If environmental factors are present such as smoke filled rooms,
high winds, fog, rain, snow, bright sunlight, dimly lit rooms,
twilight, or complete darkness, this information must be
documented as well. One checklist useful further characterize
visual tasks in such an analysis is shown below:
Partial Listing of Factors for Analysis of Workplace Visual
Skills
|
Working Distance |
Size of Detail |
|
Working Position |
Working Area |
|
Head Movements |
Object Movement |
|
Potential Dangers |
Binocular Vision |
|
Color Vision |
Near Acuity |
|
Far Acuity |
Peripheral Vision |
|
Visibility |
Lamination |
|
Type of Lighting |
Ocular Hazards |
|
Eye Protection |
Other Hazards |
Adapted from R.V. North (1993). Work and the
Eye. Oxford University Press
Correction by Means of Contact Lenses or
Glasses
Corrected and uncorrected vision requirements are common in
public safety occupations. This is based on the observation
that there are critical tasks that rely on vision after one's
contact lenses have been knocked out or after one's glasses have
been knocked off. It has been suggested that all corrected and
uncorrected vision requirements should be the same since optimal
performance is always required of a correctional officer. On the
other hand, corrected and uncorrected vision requirements need to
be considered in the context of the individual situation in which
loss of correction is likely to occur.

##########

TASK REQUIREMENTS |
1. In the passage on workplace vision requirements, what observation explains why corrected and uncorrected vision requirements are common in public safety occupations?
2. Go on with the passage on workplace vision requirements, starting after its final sentence.
The records that come next have no connection to the passage on workplace vision requirements.

[Stored data entries]
##########

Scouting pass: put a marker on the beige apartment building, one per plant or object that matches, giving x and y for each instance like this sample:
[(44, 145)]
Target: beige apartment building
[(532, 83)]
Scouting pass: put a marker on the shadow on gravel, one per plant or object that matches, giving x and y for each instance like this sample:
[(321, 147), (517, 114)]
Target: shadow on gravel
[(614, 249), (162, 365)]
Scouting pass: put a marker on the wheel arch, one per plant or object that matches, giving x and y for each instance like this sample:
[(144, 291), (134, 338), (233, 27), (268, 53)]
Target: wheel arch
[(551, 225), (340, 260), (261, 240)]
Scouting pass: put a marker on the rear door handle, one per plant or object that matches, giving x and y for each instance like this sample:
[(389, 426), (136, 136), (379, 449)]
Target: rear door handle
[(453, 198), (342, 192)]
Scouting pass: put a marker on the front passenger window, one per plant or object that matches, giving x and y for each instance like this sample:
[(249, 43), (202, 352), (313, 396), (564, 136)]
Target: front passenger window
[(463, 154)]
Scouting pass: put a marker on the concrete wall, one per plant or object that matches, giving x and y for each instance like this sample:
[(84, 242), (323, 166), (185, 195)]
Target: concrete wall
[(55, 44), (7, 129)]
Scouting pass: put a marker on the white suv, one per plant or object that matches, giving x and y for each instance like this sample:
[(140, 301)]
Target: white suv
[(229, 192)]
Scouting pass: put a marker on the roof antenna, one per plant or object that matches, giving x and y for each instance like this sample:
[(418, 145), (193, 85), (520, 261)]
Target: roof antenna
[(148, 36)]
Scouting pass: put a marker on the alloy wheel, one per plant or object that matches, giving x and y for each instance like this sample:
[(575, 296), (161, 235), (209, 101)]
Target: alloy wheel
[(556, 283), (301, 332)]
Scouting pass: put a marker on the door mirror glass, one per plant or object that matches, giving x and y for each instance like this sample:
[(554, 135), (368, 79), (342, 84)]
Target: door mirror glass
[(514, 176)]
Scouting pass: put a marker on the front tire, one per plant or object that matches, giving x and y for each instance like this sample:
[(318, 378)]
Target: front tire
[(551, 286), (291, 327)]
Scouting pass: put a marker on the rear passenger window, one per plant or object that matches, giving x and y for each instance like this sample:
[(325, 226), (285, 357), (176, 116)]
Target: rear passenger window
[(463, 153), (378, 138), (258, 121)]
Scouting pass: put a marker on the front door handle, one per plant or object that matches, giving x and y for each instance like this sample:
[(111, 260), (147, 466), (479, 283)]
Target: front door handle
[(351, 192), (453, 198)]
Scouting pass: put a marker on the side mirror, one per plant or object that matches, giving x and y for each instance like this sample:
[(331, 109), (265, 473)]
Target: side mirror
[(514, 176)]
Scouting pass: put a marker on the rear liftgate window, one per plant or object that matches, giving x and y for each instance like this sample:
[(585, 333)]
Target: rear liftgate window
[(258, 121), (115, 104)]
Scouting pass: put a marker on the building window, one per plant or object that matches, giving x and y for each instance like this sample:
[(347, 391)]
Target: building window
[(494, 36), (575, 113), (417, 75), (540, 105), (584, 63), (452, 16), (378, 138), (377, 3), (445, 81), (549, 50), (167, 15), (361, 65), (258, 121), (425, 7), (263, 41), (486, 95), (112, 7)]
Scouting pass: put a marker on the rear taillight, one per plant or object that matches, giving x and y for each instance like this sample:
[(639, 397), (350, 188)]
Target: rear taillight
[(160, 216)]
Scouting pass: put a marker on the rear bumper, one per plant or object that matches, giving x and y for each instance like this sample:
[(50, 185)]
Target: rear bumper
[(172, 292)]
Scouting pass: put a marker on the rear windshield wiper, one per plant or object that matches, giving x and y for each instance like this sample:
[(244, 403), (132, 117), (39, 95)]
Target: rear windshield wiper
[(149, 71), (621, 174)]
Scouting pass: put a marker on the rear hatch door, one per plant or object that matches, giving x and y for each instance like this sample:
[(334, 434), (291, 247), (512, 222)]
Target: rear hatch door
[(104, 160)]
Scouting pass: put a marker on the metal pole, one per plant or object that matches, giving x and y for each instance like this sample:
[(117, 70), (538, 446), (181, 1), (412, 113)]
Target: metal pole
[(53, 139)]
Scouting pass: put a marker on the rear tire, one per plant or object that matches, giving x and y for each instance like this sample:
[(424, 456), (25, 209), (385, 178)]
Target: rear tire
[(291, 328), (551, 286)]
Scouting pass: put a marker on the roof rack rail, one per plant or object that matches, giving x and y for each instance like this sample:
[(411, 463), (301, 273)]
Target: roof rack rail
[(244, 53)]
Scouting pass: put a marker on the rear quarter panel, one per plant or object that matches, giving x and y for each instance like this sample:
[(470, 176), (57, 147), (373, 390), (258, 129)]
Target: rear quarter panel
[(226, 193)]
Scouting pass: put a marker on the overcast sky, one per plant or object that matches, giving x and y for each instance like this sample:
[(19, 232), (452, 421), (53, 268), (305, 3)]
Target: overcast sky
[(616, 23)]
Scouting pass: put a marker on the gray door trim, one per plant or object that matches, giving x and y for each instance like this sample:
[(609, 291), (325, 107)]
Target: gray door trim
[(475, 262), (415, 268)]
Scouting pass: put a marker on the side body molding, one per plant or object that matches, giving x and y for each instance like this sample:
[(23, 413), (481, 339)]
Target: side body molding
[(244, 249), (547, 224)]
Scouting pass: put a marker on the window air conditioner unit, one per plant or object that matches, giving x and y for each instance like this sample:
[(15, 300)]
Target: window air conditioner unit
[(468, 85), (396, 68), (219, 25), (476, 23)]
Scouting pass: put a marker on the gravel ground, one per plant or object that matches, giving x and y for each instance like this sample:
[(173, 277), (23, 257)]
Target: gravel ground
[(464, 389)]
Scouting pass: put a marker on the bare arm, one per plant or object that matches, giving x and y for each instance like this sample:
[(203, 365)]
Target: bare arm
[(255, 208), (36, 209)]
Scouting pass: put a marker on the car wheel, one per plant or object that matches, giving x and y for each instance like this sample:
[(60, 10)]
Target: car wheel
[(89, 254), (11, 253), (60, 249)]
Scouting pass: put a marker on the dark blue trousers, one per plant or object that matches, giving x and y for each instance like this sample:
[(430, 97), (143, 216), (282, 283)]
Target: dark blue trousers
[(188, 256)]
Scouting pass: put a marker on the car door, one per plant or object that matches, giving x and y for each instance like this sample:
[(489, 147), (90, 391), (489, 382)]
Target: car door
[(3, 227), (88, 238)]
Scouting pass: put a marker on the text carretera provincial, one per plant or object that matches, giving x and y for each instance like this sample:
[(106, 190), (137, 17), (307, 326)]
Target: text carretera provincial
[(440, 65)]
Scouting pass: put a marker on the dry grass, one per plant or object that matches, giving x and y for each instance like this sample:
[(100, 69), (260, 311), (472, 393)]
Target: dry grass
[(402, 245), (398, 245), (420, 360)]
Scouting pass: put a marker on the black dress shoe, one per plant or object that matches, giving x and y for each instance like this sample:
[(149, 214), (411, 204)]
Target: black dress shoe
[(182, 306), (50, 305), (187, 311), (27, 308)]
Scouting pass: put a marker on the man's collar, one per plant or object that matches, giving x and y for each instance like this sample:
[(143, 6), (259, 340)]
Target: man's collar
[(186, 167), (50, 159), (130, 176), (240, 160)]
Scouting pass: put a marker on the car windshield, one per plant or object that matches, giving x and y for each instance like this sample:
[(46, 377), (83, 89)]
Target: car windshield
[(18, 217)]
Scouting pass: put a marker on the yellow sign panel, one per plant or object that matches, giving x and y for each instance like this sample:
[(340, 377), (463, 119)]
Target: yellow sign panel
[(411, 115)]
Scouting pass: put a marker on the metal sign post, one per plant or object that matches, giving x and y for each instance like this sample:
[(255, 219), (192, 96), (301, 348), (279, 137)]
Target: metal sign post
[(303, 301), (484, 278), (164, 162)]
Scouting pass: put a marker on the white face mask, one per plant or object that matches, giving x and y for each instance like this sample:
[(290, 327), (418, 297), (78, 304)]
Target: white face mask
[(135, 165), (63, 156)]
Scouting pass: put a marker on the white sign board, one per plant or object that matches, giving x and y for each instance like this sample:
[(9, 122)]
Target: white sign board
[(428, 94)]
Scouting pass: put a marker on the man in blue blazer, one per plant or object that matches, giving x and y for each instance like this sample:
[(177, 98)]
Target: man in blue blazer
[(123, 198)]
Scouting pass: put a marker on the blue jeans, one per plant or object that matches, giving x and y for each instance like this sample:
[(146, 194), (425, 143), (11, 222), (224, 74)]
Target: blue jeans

##########

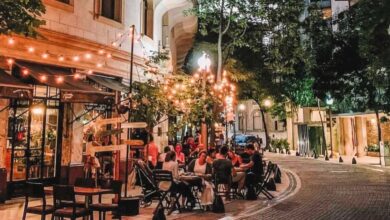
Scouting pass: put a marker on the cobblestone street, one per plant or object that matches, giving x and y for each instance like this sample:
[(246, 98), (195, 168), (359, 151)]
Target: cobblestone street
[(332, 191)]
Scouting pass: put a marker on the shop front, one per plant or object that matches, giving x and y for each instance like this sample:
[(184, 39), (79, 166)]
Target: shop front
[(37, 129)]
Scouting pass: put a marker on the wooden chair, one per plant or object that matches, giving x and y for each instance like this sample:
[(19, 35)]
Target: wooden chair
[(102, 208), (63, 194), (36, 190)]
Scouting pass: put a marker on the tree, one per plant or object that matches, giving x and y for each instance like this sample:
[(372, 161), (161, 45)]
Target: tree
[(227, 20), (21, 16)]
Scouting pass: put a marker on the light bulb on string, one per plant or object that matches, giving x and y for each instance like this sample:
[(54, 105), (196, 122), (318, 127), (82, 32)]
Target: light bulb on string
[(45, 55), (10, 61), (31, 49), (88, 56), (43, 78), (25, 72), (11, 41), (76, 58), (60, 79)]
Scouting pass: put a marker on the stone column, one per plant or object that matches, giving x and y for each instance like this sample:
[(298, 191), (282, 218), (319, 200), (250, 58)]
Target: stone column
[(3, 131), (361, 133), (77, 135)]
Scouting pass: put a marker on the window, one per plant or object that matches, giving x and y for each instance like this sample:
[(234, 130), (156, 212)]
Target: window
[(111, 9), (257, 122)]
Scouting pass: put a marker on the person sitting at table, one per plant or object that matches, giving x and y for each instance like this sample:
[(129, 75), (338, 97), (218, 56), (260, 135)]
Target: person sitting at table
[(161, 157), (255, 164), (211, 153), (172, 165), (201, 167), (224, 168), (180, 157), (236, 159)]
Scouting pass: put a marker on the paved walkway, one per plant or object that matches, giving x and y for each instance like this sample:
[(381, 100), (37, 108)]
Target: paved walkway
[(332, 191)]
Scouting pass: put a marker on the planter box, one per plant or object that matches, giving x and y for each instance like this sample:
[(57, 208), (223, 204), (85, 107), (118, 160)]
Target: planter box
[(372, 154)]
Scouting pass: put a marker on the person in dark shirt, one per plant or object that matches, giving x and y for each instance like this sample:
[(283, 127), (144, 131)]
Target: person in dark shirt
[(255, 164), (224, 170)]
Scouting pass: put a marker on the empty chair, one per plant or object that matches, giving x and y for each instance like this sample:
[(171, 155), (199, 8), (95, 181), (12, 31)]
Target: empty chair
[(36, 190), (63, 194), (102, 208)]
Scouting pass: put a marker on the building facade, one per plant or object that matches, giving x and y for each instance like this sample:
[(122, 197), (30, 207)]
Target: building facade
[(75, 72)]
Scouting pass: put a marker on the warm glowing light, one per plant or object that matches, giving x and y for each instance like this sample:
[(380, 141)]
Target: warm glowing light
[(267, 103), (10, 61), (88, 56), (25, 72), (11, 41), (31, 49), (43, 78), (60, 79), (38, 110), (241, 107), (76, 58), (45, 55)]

##########

RESULTS FOR THE EXERCISE |
1. Some critical tasks rely on vision after a person's contact lenses have been knocked out or glasses have been knocked off.

2.
For example, it may require 20/40 visual acuity to safely
drive a car. And yet, one would not expect a corrections officer
- or anyone else - to have their glasses knocked off while
driving. Correctional officers may observe inmates from towers.
But what is the likelihood of losing one's glasses while
performing this activity? Uncorrected acuity requirements must
take into account the probability of having to perform the task
in a visually uncorrected state.
Type of correction must be considered. The probability of
losing glasses or hard contact lenses is much greater than for
soft contact lens. All of these factors must be considered in
relation to the performance of specific job tasks identified as
critical.
Another issue that needs to be addressed is that of goggles and
safety straps for persons with severe visual defects. In those
correctional settings where the inmates are nonviolent and
compliant, goggles and headbands for the visually disabled
correctional officer might be an acceptable form of reasonable
accommodation. In other settings were the inmates are
aggressive, such accommodations are unsafe since these straps can
be used to strangle the correctional officer during a physical
altercation.
Establishing Appropriate Acuity Requirements
Some corrections and many police departments have set their
uncorrected visual acuity standard at a level of 20/200, a level
defined as legal blindness by the Social Security Administration.
A person viewing with 20/200 acuity cannot recognize a face
beyond an arm's length, cannot determine if a person has a weapon
(or no weapon) at 20 feet in bright light, and cannot reliably see
a knife in the hand of an inmate in a dimly lit prison dorm room
from a distance of five feet. Having a 20/200 visual acuity
requirement is, for all practical purposes, the same as having no
vision requirement at all, since such persons cannot reliably
perform any critical visual task at all.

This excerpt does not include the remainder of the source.